_GIVEN TASK_: Will you transcribe all the entries word for word, skipping the pictures they hold?

———

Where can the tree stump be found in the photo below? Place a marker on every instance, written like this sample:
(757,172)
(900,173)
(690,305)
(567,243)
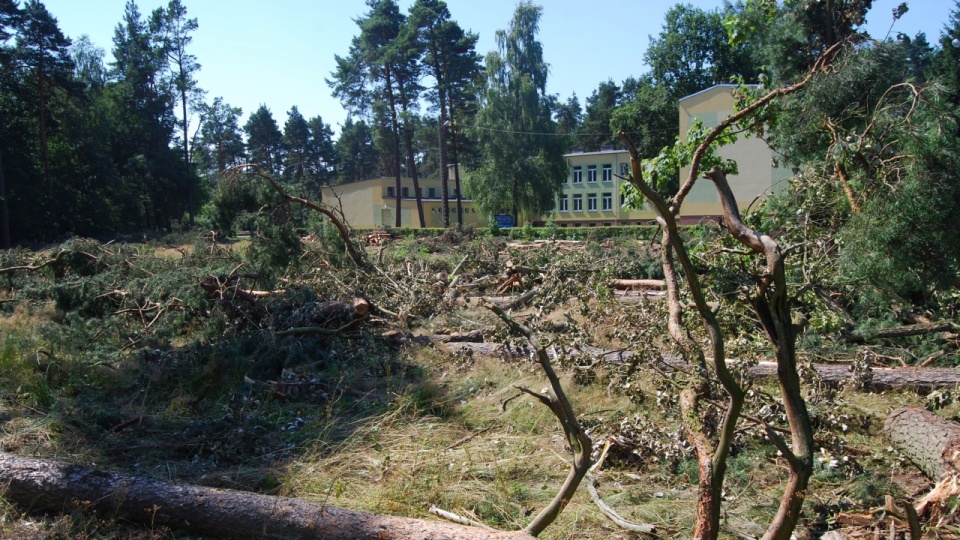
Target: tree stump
(52,485)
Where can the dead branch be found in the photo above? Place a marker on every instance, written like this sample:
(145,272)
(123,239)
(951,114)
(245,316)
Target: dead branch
(638,284)
(51,485)
(900,331)
(358,257)
(612,515)
(34,267)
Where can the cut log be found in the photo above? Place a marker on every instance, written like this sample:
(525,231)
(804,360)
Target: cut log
(881,378)
(929,441)
(900,332)
(52,485)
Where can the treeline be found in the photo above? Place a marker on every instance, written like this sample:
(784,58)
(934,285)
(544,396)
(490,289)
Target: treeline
(90,148)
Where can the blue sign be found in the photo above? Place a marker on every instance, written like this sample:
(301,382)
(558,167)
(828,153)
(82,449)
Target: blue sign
(505,221)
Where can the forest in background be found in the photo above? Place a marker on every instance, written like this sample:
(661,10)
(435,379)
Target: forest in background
(95,149)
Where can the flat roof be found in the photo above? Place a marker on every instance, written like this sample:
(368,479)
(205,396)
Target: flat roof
(727,85)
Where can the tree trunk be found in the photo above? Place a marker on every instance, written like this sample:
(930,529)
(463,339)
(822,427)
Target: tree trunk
(456,174)
(51,485)
(929,441)
(4,211)
(638,284)
(395,127)
(880,378)
(900,332)
(43,126)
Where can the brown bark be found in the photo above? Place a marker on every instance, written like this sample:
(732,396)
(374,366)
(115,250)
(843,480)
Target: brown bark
(4,211)
(358,257)
(52,485)
(901,331)
(556,399)
(882,378)
(772,305)
(931,442)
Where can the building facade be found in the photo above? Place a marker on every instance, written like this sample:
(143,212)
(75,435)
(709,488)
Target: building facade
(372,203)
(591,194)
(759,175)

———

_PROBLEM SOLUTION_:
Where can the tree stump be found in the photo below? Place a marker on every instance, written like this sample:
(757,172)
(900,173)
(690,305)
(567,243)
Target: tree stump
(52,485)
Where can the dead branch be found in the photo above? Place a marker on every instance, written like this sample:
(145,272)
(123,239)
(951,114)
(245,316)
Target: dead branch
(638,284)
(51,485)
(900,331)
(358,257)
(612,515)
(34,267)
Where can the cut log be found in the photo above? Place a marker on every instance, written like this sample:
(525,231)
(804,360)
Target: cut log
(881,378)
(929,441)
(900,332)
(52,485)
Where can the treeline be found in the photo above? Place a marker on every instance, written like this sample:
(784,58)
(934,285)
(544,396)
(490,289)
Target: treeline
(90,148)
Where can the blue sign be found in the photo above? Place a marker on every instance, written like this sample:
(301,382)
(558,167)
(828,153)
(82,449)
Target: blue sign
(505,221)
Where can the forest in background be found in the photo above? Place a marker on every instance, written like this sample:
(661,10)
(435,379)
Target: forest in background
(95,149)
Where can the flat roof be found in the photo above? Place a marker on every instance, written like this sample:
(368,479)
(205,396)
Target: flat roof
(727,85)
Where can the tree trunk be found in the photo above? Place a marker on every instance, written like this sample:
(930,529)
(463,339)
(822,427)
Target: tree trunk
(456,174)
(51,485)
(929,441)
(4,211)
(638,284)
(395,127)
(880,378)
(900,332)
(43,126)
Where can the brown bark be found in the photo above? Place a marker on every instance, written like this sample:
(732,396)
(374,366)
(115,250)
(843,480)
Target: brown bark
(4,211)
(358,257)
(52,485)
(901,331)
(556,399)
(882,378)
(772,305)
(931,442)
Where can the building facade be found in the photo above? Place a marker on every instance, written like this sample:
(143,212)
(75,435)
(709,488)
Target: building facade
(372,203)
(591,194)
(759,175)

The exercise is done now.